The required output consists solely of the lines from the line containing "[point] every instance of the white cloud" through the end of the records, copied exactly.

[Records excerpted from a collection]
□ □ □ □

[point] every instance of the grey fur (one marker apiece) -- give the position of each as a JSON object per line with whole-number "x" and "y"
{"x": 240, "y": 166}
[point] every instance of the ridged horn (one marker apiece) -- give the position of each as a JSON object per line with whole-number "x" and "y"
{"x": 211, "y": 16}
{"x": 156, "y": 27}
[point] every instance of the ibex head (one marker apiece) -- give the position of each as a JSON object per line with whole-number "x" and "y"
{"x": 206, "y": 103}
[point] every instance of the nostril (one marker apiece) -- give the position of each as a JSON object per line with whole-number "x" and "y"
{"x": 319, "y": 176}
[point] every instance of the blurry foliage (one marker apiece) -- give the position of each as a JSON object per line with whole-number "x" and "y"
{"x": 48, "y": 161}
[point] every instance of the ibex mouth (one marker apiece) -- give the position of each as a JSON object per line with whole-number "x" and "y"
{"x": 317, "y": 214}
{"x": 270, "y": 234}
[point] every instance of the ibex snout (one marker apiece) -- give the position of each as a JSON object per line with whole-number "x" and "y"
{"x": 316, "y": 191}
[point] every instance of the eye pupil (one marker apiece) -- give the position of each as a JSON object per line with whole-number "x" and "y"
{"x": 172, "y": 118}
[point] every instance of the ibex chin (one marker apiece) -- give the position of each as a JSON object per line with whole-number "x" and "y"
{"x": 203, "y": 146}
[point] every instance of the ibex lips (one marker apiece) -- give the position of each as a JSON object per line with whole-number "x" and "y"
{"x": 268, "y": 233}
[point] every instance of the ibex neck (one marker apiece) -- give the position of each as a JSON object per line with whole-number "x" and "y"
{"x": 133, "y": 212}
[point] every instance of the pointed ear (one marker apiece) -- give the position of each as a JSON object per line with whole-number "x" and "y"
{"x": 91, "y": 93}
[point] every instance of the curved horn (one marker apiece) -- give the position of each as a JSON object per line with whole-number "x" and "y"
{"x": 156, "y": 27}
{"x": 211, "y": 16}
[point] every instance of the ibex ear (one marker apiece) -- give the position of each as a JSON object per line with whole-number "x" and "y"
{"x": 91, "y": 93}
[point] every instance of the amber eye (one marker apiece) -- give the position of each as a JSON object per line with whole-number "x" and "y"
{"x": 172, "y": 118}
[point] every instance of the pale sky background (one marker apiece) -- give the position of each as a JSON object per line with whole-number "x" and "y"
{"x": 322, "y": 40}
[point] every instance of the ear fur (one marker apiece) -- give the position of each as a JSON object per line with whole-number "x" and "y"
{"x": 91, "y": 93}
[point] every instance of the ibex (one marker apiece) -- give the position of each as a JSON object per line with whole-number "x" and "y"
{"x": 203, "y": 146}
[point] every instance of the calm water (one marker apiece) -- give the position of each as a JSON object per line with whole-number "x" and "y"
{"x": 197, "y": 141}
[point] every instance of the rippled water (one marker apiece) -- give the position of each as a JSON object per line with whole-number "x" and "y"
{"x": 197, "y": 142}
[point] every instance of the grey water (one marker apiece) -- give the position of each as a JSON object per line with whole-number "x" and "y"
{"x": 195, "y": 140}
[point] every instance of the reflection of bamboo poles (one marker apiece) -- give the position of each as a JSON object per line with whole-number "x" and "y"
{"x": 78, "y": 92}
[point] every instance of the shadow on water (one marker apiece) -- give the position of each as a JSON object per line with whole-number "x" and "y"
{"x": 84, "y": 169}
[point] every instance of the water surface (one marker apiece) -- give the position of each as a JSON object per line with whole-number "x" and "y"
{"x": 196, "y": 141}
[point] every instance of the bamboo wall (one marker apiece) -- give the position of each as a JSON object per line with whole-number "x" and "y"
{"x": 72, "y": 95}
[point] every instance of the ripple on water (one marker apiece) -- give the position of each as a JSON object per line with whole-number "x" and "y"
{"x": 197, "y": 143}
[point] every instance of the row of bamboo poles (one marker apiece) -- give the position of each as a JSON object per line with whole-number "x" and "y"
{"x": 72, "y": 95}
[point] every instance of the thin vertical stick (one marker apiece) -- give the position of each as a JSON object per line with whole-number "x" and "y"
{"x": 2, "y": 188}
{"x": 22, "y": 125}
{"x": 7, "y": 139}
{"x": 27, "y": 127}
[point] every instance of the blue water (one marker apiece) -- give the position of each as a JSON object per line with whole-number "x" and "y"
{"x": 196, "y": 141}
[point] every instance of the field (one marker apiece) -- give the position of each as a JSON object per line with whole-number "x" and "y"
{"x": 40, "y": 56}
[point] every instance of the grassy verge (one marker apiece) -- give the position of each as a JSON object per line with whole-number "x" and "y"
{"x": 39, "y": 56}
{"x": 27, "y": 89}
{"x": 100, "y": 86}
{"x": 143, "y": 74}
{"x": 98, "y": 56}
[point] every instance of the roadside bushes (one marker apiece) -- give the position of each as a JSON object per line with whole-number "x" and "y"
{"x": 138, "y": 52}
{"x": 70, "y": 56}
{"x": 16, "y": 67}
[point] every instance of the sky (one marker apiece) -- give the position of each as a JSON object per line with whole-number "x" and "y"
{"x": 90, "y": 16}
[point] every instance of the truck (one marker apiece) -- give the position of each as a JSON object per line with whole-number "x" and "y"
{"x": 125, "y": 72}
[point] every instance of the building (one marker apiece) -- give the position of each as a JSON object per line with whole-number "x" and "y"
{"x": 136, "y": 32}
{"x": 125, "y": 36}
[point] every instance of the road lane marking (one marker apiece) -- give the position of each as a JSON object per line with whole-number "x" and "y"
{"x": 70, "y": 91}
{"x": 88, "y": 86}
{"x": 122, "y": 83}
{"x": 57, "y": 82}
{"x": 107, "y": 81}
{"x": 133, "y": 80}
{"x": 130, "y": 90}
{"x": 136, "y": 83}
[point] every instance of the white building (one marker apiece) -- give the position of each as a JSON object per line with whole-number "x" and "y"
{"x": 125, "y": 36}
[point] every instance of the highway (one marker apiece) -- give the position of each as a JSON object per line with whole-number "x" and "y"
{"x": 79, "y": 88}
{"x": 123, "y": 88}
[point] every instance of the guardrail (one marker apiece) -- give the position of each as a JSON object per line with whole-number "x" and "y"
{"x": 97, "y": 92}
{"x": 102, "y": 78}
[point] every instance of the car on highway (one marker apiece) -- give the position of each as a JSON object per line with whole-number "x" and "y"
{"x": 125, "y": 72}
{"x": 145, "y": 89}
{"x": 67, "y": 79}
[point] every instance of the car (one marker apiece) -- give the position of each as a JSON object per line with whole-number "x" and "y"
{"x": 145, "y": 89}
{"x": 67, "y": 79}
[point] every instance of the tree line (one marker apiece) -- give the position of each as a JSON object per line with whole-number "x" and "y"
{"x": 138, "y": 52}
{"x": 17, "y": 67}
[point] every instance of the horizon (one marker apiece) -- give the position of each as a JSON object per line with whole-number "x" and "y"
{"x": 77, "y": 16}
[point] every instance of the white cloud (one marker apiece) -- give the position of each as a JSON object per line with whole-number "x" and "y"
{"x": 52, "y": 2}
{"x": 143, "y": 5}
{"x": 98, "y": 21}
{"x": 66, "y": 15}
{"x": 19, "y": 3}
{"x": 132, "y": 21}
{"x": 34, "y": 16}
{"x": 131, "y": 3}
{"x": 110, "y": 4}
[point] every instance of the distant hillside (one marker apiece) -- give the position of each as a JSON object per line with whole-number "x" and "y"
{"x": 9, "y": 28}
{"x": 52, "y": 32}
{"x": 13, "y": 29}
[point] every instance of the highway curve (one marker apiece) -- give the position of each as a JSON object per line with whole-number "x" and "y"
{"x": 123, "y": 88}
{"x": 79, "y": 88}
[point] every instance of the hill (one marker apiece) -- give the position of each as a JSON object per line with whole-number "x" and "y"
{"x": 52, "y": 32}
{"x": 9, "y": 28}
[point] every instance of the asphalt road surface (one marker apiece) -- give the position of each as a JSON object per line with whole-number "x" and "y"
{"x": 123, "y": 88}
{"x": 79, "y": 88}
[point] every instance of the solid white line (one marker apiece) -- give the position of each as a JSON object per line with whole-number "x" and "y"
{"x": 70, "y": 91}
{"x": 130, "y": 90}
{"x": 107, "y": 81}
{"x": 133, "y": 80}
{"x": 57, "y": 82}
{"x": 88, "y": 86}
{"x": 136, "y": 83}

□ □ □ □

**Output of the exercise**
[point] every instance of the white cloud (one marker apiece) -- give the position of each as a JSON object per line with whole-number "x" and "y"
{"x": 52, "y": 2}
{"x": 143, "y": 5}
{"x": 98, "y": 21}
{"x": 66, "y": 15}
{"x": 19, "y": 3}
{"x": 132, "y": 21}
{"x": 34, "y": 16}
{"x": 131, "y": 3}
{"x": 110, "y": 4}
[point] every instance of the distant hillside (one marker apiece) -- give the position of each as a JSON object per line with whole-number "x" and "y"
{"x": 9, "y": 28}
{"x": 52, "y": 32}
{"x": 13, "y": 29}
[point] every instance of the highway curve (one marker apiece) -- give the position of each as a JSON object per line with whole-number "x" and "y"
{"x": 123, "y": 88}
{"x": 79, "y": 88}
[point] every instance of the hill (one marker apiece) -- give the position of each as a JSON object per line with whole-number "x" and "y"
{"x": 52, "y": 32}
{"x": 9, "y": 28}
[point] every instance of the asphalt road surface (one marker apiece) -- give the position of each as a JSON object per line with whole-number "x" and "y"
{"x": 123, "y": 88}
{"x": 79, "y": 88}
[point] every instance of the solid white line (one marker apiece) -- give the position of each as a JSON object per line with whole-number "x" and "y"
{"x": 70, "y": 91}
{"x": 130, "y": 90}
{"x": 107, "y": 81}
{"x": 133, "y": 80}
{"x": 57, "y": 82}
{"x": 88, "y": 86}
{"x": 136, "y": 83}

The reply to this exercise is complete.